**READING TEXT**
+===+

DfT opens public consultation on stricter penalties for using a mobile behind the wheel
The consultation is seeking feedback on proposals for increasing the fixed penalty notice level from £100 to £150 for all drivers, as announced in the Government’s Road Safety Plan last December.
The DfT said the vast majority of first time offenders would not incur a fixed penalty or penalty points but would instead continue to be offered a remedial educational course.
The consultation also invites views on increasing the penalty points from three to four points for non-HGV drivers, and three to six points for those that hold a heavy goods vehicle (HGV) licence and commit the offence whilst driving an HGV.
The move has been welcomed by the Institute of Advanced Motorists (IAM).
Neil Greig, IAM director of policy and research, said: “Forcing all drivers caught using a hand-held mobile for the first time to attend a re-education course would be a really positive step.

+===+

**PROBLEMS TO SOLVE**
**a.** Copy the mobile phone penalties text from "DfT opens public" to "remedial educational course.", substituting "£200" for "£150".
**b.** Resume the article on mobile phone driving penalties after its last sentence.

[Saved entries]

+===+

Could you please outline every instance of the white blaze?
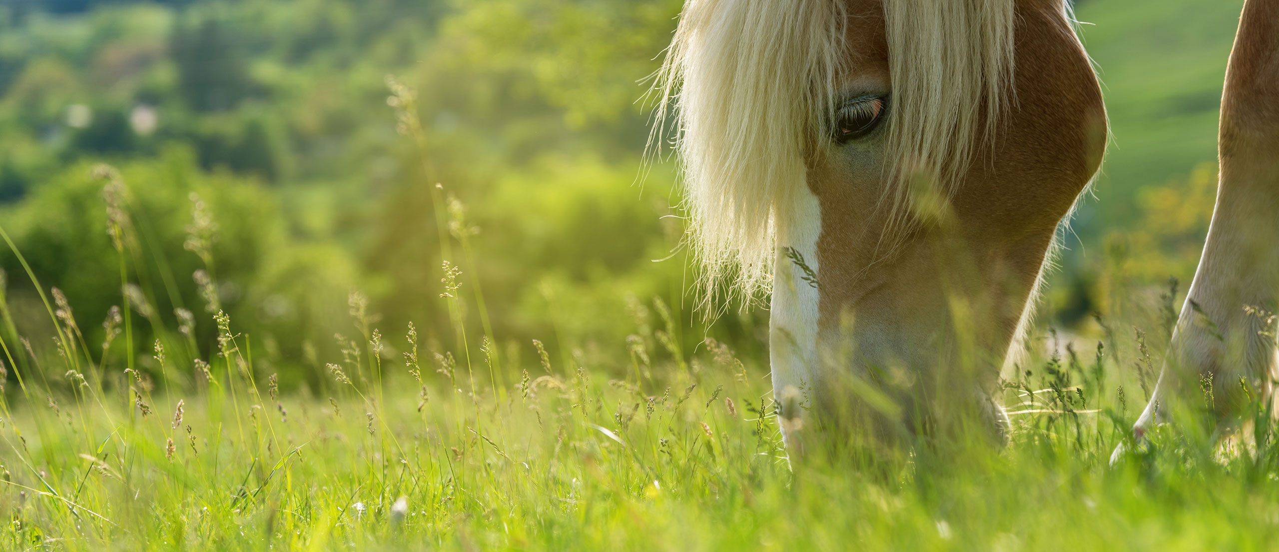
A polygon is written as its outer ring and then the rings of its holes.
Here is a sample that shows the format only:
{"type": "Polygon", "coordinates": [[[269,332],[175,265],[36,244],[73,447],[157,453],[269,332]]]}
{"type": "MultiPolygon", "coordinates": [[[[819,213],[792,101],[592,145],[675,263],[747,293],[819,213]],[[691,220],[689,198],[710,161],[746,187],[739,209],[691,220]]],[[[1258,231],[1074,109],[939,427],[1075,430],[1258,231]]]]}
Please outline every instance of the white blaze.
{"type": "MultiPolygon", "coordinates": [[[[819,273],[817,236],[821,235],[821,208],[817,197],[801,187],[788,213],[776,217],[778,259],[774,263],[773,305],[769,318],[769,360],[773,365],[774,399],[781,400],[787,387],[799,392],[802,406],[810,404],[817,373],[817,286],[804,280],[804,270],[789,250],[819,273]]],[[[788,417],[802,413],[784,413],[788,417]]],[[[788,440],[790,437],[787,437],[788,440]]]]}

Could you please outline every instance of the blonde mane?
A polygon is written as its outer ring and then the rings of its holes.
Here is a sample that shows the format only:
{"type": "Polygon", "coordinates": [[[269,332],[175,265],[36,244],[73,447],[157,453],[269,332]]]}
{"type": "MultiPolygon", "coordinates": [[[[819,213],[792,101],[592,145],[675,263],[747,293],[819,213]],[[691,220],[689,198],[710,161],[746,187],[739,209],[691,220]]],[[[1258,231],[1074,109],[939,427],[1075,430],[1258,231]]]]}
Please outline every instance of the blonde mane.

+===+

**ANSWERS TO EACH TASK**
**a.**
DfT opens public consultation on stricter penalties for using a mobile behind the wheel
The consultation is seeking feedback on proposals for increasing the fixed penalty notice level from £100 to £200 for all drivers, as announced in the Government’s Road Safety Plan last December.
The DfT said the vast majority of first time offenders would not incur a fixed penalty or penalty points but would instead continue to be offered a remedial educational course.

**b.**
“For many, smartphone use has become an addiction that we can only start to cure through some form of therapy. The IAM does not object to tougher penalties but we do believe that the real deterrent is fear of being caught. That fear can only be increased by increasing the numbers of traffic police on our roads.”
The DfT’s report launching the consultation also cited the IAM’s survey in July 2015 on drivers taking selfies at the wheel, which found that 9% of drivers surveyed admitted taking a selfie whilst driving within the previous month – a figure that increases to 19% of 25-35 year olds.
The survey also discovered 8% of drivers admitted to driving while using a video-calling application such as FaceTime and Skype to make and receive video calls, rising to 16% among 18 to 24 year olds.
Neil Greig added: “Technology has caused this issue and technology offers one route towards reducing the distraction effect of mobile phone use. It will not be easy to retrofit many of these solutions but the IAM is supportive of trials and pilots to show whether automatically switching off phones when moving can deliver safer roads.”